:: Source text ::
Is \(\displaystyle 0.3\) the multiplicative inverse of \(\displaystyle 3{1 \over 3}\)? Why or why not?

Answer:

\(\displaystyle 3{1 \over 3}={10 \over 3}\)

\(\displaystyle 0.3 × 3{1 \over 3} = 0.3 × {10 \over 3}={3 \over 10} × {10 \over 3}=1\)

Here, the product is 1. Hence, 0.3 is the multiplicative inverse of \(\displaystyle 3{1 \over 3}\).

Question 10:

Write:

(i) The rational number that does not have a reciprocal.

(ii) The rational numbers that are equal to their reciprocals.

(iii) The rational number that is equal to its negative.

Answer:

(i) \(0\) is a rational number but its reciprocal is not defined.

(ii) \(1\) and \(-1\) are the rational numbers that are equal to their reciprocals.

(iii) \(0\) is the rational number that is equal to its negative.

Question 11:

Fill in the blanks.

(i) Zero has __________ reciprocal.

(ii) The numbers __________ and __________ are their own reciprocals

(iii) The reciprocal of  -5 is __________.

(iv) Reciprocal of \(\displaystyle {1\over x}\), where \(\displaystyle { x \neq 0}\) is __________.

(v) The product of two rational numbers is always a __________.

(vi) The reciprocal of a positive rational number is __________.

Answer:

(i) No

(ii) 1, −1 

(iii)\(\displaystyle -{1\over 5}\)

(iv)  x 

(v) Rational number

(vi) Positive rational number
:::
:: Data lines ::
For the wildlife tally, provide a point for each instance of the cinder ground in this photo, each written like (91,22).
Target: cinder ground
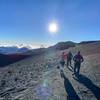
(37,78)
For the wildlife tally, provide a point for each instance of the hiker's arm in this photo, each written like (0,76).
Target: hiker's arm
(82,59)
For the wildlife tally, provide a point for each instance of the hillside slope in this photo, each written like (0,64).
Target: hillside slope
(37,77)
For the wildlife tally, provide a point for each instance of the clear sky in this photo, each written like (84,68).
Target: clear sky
(26,21)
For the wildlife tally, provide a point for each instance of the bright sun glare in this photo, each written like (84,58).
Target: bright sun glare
(53,28)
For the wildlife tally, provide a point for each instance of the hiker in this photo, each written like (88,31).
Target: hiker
(78,59)
(62,61)
(69,59)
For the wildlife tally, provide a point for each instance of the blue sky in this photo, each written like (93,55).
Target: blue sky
(26,21)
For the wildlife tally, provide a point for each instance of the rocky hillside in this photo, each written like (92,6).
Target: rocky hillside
(37,77)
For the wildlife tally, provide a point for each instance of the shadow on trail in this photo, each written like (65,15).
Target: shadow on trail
(69,89)
(70,68)
(89,84)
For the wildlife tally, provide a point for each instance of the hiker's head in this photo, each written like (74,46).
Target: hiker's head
(78,52)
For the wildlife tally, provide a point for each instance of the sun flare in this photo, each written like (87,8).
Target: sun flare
(53,28)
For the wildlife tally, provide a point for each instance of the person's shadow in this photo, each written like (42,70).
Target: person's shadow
(89,84)
(71,94)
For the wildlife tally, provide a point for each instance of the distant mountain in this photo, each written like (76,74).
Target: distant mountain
(13,49)
(87,42)
(63,45)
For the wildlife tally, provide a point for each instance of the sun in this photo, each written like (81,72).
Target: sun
(53,28)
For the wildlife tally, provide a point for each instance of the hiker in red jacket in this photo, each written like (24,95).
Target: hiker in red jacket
(78,59)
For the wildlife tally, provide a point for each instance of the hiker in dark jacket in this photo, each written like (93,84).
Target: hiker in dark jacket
(62,61)
(78,59)
(69,59)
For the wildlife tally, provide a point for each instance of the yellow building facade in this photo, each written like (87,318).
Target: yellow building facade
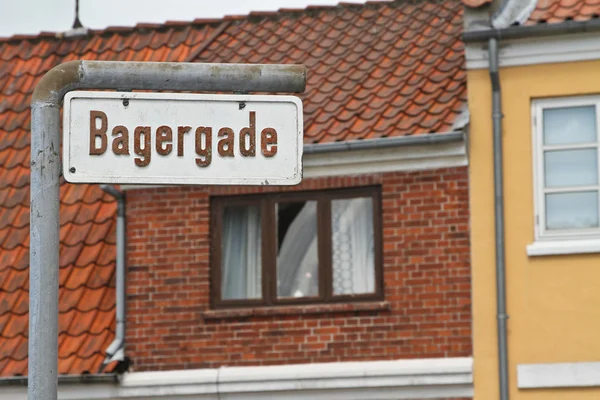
(550,131)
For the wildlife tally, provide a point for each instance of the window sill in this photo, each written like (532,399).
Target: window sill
(232,313)
(558,247)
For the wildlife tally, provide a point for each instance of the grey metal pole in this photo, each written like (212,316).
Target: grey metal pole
(43,271)
(499,221)
(45,170)
(118,345)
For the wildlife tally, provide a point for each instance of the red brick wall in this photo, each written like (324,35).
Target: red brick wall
(426,278)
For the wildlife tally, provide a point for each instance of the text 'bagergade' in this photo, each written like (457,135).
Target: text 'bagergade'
(164,140)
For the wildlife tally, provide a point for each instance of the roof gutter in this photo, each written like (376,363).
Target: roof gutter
(372,144)
(116,350)
(64,379)
(539,30)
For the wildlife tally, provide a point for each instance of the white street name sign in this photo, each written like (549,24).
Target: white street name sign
(178,138)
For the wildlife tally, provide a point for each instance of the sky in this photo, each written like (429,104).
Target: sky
(34,16)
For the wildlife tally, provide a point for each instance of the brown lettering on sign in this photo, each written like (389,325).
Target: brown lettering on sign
(181,130)
(205,152)
(98,132)
(145,152)
(225,145)
(248,148)
(121,142)
(164,137)
(268,137)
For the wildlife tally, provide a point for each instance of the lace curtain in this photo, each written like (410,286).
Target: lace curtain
(241,253)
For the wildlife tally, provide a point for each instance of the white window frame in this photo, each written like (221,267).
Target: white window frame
(565,241)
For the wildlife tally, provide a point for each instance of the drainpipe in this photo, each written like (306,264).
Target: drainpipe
(116,350)
(499,220)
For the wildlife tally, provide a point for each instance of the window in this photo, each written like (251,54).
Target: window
(566,165)
(292,248)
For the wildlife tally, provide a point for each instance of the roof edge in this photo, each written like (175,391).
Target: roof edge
(530,31)
(83,378)
(368,144)
(252,15)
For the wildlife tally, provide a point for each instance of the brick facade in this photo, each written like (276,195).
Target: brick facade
(426,311)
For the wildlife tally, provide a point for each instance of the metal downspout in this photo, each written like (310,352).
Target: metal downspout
(499,220)
(116,350)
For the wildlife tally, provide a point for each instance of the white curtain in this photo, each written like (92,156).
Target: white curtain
(241,253)
(297,260)
(353,246)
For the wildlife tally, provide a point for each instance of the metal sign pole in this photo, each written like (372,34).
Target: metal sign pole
(46,168)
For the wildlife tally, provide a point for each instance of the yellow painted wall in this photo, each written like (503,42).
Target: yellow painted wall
(553,301)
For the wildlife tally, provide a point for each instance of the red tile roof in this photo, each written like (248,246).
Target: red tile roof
(374,70)
(556,11)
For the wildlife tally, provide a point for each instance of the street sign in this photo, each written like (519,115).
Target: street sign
(179,138)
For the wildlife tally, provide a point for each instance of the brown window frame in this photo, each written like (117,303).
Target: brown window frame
(266,203)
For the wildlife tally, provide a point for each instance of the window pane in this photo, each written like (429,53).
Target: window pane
(297,252)
(353,253)
(241,253)
(571,167)
(572,210)
(570,125)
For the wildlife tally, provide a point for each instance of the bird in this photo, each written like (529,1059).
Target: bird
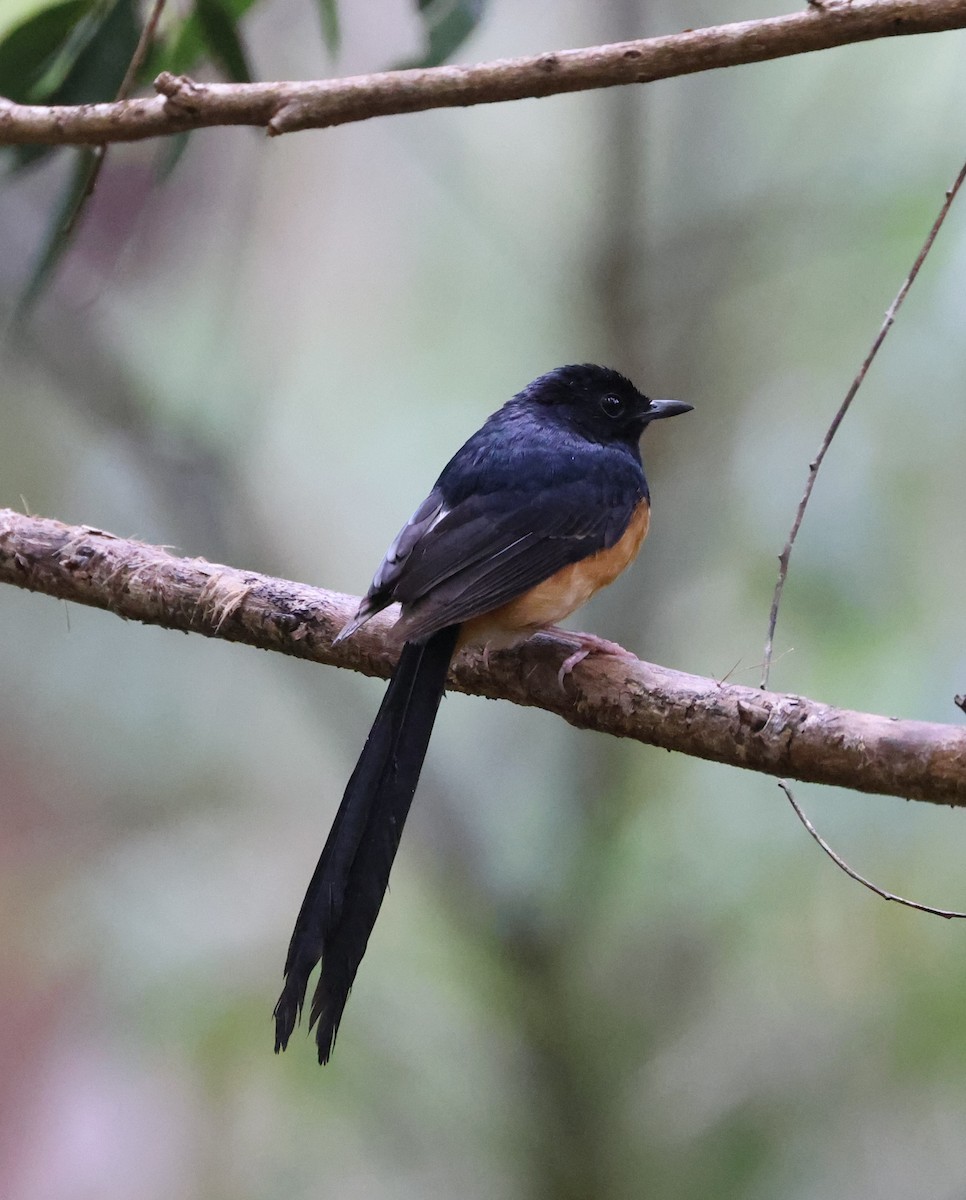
(539,509)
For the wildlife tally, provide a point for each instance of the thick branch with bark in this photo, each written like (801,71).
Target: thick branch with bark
(184,105)
(778,735)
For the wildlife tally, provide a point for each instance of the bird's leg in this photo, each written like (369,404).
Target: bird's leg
(583,646)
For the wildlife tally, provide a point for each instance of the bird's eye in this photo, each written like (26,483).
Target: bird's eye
(612,406)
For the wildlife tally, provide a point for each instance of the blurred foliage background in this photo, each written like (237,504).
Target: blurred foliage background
(603,970)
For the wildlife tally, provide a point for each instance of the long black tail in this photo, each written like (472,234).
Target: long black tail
(352,876)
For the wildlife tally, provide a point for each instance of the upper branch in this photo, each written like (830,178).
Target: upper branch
(184,105)
(763,731)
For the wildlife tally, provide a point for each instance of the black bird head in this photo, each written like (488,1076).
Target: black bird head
(599,402)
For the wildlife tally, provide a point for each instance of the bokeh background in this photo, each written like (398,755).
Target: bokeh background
(603,971)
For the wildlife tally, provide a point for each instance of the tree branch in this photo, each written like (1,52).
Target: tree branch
(778,735)
(184,105)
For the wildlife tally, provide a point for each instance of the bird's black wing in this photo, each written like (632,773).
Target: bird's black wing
(492,547)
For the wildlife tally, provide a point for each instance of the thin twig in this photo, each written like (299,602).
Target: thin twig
(784,736)
(286,107)
(100,151)
(855,875)
(951,195)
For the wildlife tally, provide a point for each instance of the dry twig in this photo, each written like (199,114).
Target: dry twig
(286,107)
(949,913)
(837,420)
(778,735)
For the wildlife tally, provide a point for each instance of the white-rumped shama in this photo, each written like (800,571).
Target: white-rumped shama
(543,507)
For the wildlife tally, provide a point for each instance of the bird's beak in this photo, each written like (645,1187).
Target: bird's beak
(661,408)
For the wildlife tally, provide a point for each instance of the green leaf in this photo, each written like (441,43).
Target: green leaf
(30,52)
(90,66)
(221,36)
(59,232)
(448,24)
(331,33)
(186,45)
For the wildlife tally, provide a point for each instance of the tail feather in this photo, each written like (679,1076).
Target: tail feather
(347,888)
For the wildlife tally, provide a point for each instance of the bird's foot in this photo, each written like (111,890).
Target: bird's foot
(585,645)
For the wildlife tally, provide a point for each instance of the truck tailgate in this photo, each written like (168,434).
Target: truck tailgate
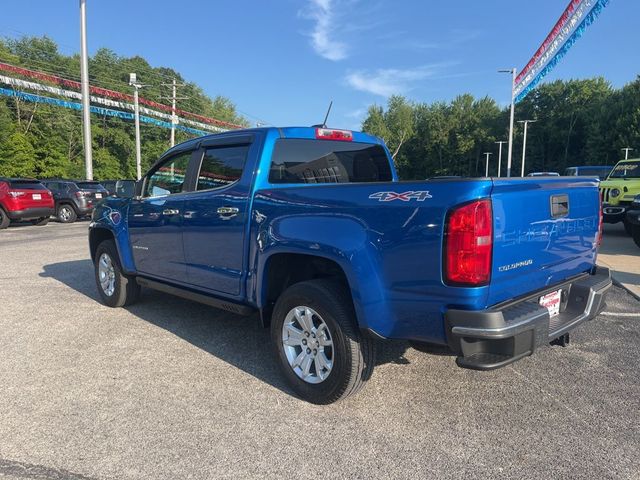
(545,231)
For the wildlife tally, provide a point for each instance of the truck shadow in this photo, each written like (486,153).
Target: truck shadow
(238,340)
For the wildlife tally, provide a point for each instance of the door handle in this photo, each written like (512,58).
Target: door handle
:::
Required actions:
(A) According to the rational-numbers text, why is 0.3 the multiplicative inverse of 3 1/3? Answer in one to three sentences.
(B) Count the lines of the records that contain the word "background", and reply with the number only.

Task results:
(A) 0.3 is the multiplicative inverse of 3 1/3 because their product is 1. Written as fractions, 0.3 is 3/10 and 3 1/3 is 10/3, and 3/10 × 10/3 = 1.

(B) 4